*SOURCE PASSAGE*
** Start **

On November 12, 2013, Media General and Young were combined in an all-stock, tax-free merger. Although Media General was the legal acquirer of Young in the transaction, the transaction was accounted for as a reverse merger whereby Young acquired Legacy Media General for accounting purposes only. Consequently, the consolidated financial statements of Media General, which we refer to for this purpose as “Legacy Media General,” the legal acquirer and a continuing public corporation in the transaction, have been prepared with Young as the surviving entity but named Media General, Inc. Accordingly, prior period financial information presented for Media General in the consolidated financial statements reflects the historical activity of Young for all periods through the date of the consummation of the transaction with Young. The financial statement data as of and for the year ended December 31, 2013, are derived from Media General’s audited financial statements that are incorporated by reference into this joint proxy statement/prospectus from Media General’s Annual Report on Form 10-K for the year ended December 31, 2013 and reflect the results of Young from January 1, 2013 to November 11, 2013, and the results of the combined Media General and Young for November 12, 2013, through December 31, 2013. The financial statement data as of December 31, 2012, and for the two years ended therein are derived from the audited financial statements of Media General incorporated by reference into this joint proxy statement/prospectus from Media General’s Annual Report on Form 10-K for the year ended December 31, 2013 and reflect the historical results of Young for those periods. The financial statement data as of December 31, 2011, as of and for the six months ended December 31, 2010, as of and for the six months ended June 30, 2010, and as of and for the year ended December 31, 2009, are derived from the audited financial statements of Media General not incorporated by reference into this joint proxy statement/prospectus and reflect the historical results of Young for those periods. Earnings per share was not previously presented in the audited financial statements of Young but is included for the successor periods below for comparison purposes.

 

The financial statement data as of and for the three months ended March 31, 2014 are derived from Media General’s unaudited interim condensed combined financial statements contained in Media General’s Quarterly Report on Form 10-Q for the quarter ended March 31, 2014, which is incorporated by reference into this joint proxy statement/prospectus, and the financial statement data as of and for the three months ended March 31, 2013 are derived from the unaudited financial statements of Media General not incorporated into this joint proxy statement/prospectus and reflect the historical results of Young for those periods.  

 

The financial data provided below is only a summary, and you should read it in conjunction with the historical consolidated financial statements of Media General and the related notes contains in the annual reports and the other information that Media General has previously filed with the SEC and which is incorporated into this joint proxy statement/ prospectus by reference. See “Where You Can Find More Information” beginning on page 171.

 

   

Three Months Ended March 31,

 
   

2014

    2013(1)  
   

(In thousands, except per share amounts)

 

Statement of Operations Data:

               

Net operating revenue

  $ 143,918     $ 50,045  

Operating income

    19,254       7,062  

Net income (loss) attributable to Media General

    5,385       3,114  

Net earnings per common share (basic)

** End **

*SHORT PROBLEM A*
Please find each line of the listing that contains the word "foliage", with case counting, and copy those lines.
The merger passage and the listing have no connection to each other.

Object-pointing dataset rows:
** Start **

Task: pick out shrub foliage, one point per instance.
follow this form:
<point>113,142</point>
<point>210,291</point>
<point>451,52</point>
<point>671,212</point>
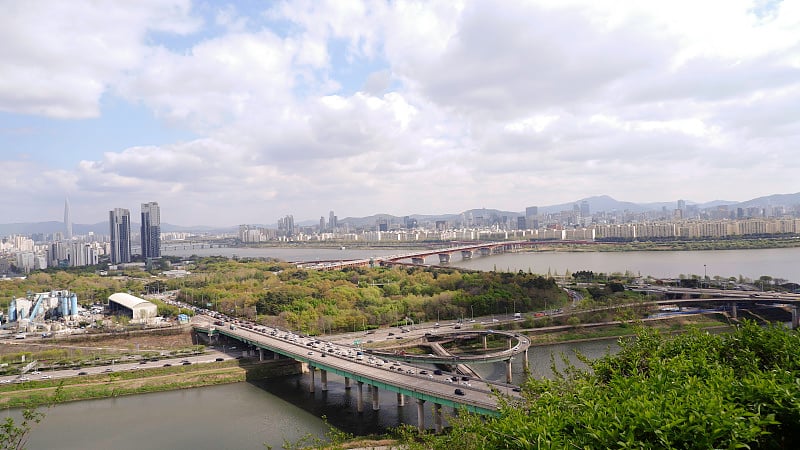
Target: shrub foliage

** End **

*SHORT PROBLEM B*
Answer these questions from the merger passage, one per line:
(i) On what date were Media General and Young combined?
(ii) For accounting purposes, which company acquired the other?
(iii) What net operating revenue is reported for the three months ended March 31, 2014?

*EXERCISE RESULT A*
Task: pick out shrub foliage, one point per instance.
Target: shrub foliage

*EXERCISE RESULT B*
(i) November 12, 2013
(ii) Young acquired Legacy Media General.
(iii) $143,918 thousand